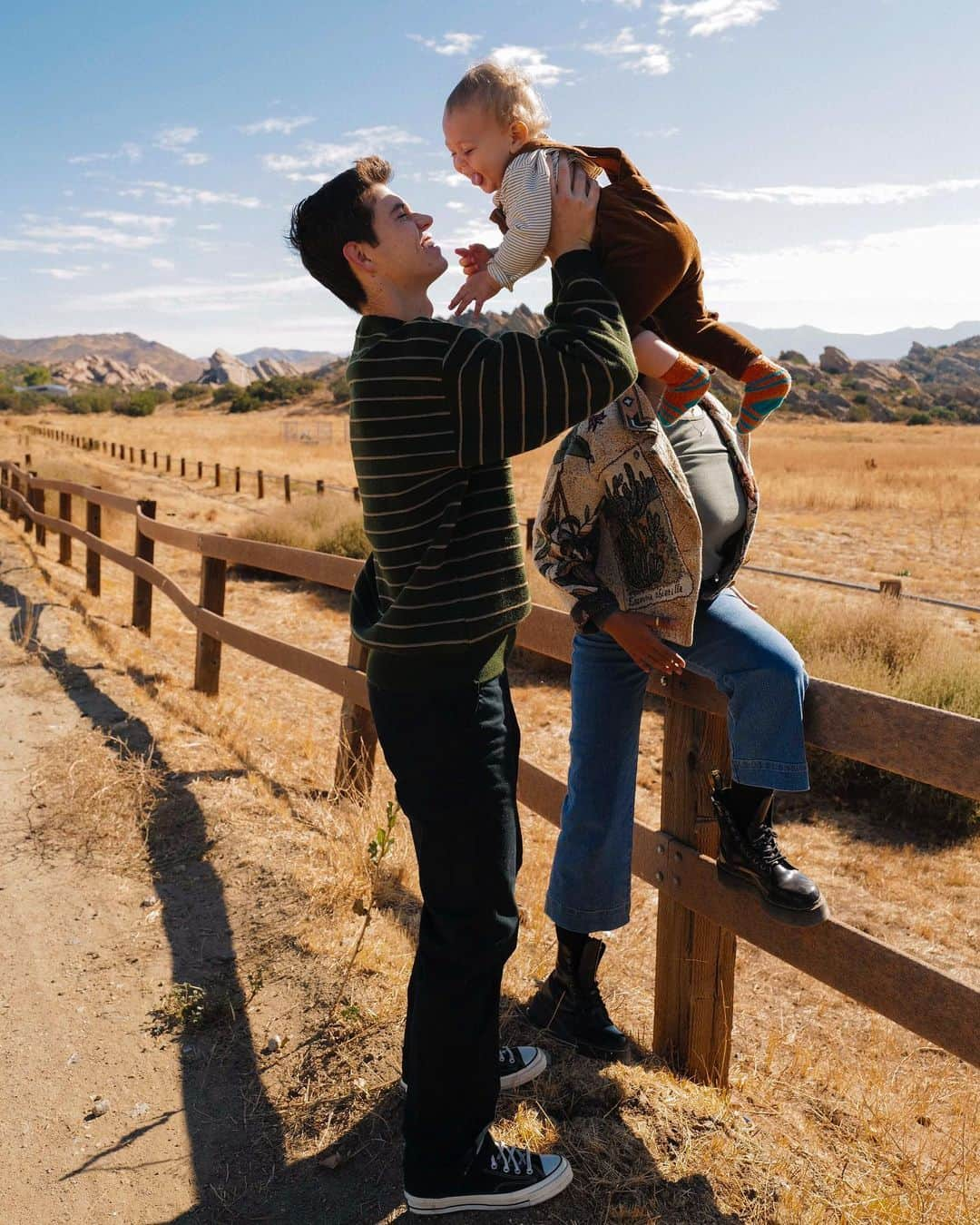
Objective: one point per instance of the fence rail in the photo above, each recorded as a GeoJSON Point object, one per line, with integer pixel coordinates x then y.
{"type": "Point", "coordinates": [697, 920]}
{"type": "Point", "coordinates": [164, 461]}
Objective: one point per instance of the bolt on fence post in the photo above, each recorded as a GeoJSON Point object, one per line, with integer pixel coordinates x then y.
{"type": "Point", "coordinates": [695, 963]}
{"type": "Point", "coordinates": [93, 560]}
{"type": "Point", "coordinates": [64, 541]}
{"type": "Point", "coordinates": [142, 590]}
{"type": "Point", "coordinates": [209, 661]}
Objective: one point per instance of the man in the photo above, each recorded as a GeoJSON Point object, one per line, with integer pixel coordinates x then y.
{"type": "Point", "coordinates": [436, 413]}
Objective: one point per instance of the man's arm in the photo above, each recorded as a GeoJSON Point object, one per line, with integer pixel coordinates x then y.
{"type": "Point", "coordinates": [514, 392]}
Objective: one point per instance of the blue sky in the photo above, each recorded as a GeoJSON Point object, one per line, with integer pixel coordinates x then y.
{"type": "Point", "coordinates": [825, 153]}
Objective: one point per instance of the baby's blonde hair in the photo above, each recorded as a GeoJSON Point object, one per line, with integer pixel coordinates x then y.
{"type": "Point", "coordinates": [506, 92]}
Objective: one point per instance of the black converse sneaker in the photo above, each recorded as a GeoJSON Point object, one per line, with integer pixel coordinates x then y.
{"type": "Point", "coordinates": [749, 858]}
{"type": "Point", "coordinates": [517, 1064]}
{"type": "Point", "coordinates": [499, 1178]}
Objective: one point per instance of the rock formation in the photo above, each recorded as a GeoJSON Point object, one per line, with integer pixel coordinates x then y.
{"type": "Point", "coordinates": [93, 370]}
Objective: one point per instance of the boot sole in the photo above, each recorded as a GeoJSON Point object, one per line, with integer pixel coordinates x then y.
{"type": "Point", "coordinates": [811, 917]}
{"type": "Point", "coordinates": [588, 1049]}
{"type": "Point", "coordinates": [512, 1080]}
{"type": "Point", "coordinates": [440, 1206]}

What you will do:
The entries above need to be repeated word for word, minus their pictures.

Completed task:
Objective: one point per instance of the fence rail in the photo above, each recorded as a GeoJSON Point object, one per line, with integer pixel coordinates x then y.
{"type": "Point", "coordinates": [697, 920]}
{"type": "Point", "coordinates": [164, 461]}
Objective: one point per instance of the bolt on fence post in the photo above, each recorded as a GeoJSON Point object, one per line, with integer pixel coordinates x then y.
{"type": "Point", "coordinates": [695, 963]}
{"type": "Point", "coordinates": [93, 560]}
{"type": "Point", "coordinates": [64, 541]}
{"type": "Point", "coordinates": [142, 590]}
{"type": "Point", "coordinates": [209, 661]}
Objective: one point per instance of the man in the photo above, each recorded as a GeoJSON Point object, one per line, with integer pixel coordinates x then y.
{"type": "Point", "coordinates": [436, 413]}
Objective: one point per instance of the man's arm in the photo above, each recorded as a GeoJSON Point object, one per line, with integer pixel coordinates x then y.
{"type": "Point", "coordinates": [514, 392]}
Objective: one point per instance of the blue sky in the photo above, each recorded as a GeoJSON Point object, one per line, with integer pixel coordinates x then y.
{"type": "Point", "coordinates": [825, 153]}
Objective: one point per instance of the baby's blonde hair in the photo above, each recorded as a GeoJSON Point object, one per line, with integer pixel coordinates x then y.
{"type": "Point", "coordinates": [506, 92]}
Objective: one point per instance of the black converse sneaker in the photo above, each recorded as a GeoJSON Point object, one per line, with integer pixel coordinates x then y.
{"type": "Point", "coordinates": [749, 858]}
{"type": "Point", "coordinates": [517, 1064]}
{"type": "Point", "coordinates": [499, 1178]}
Objective: one point per instance of the rock formation in the photo above, each recorded as a GeoJSON Point object, one per line, with integer pixel coordinates x then y.
{"type": "Point", "coordinates": [93, 370]}
Objective: one point per instance of the boot sole in the photo above, each recorded as a GeoJSON Point object, one per line, with integer pixel coordinates x then y.
{"type": "Point", "coordinates": [811, 917]}
{"type": "Point", "coordinates": [588, 1049]}
{"type": "Point", "coordinates": [512, 1080]}
{"type": "Point", "coordinates": [440, 1206]}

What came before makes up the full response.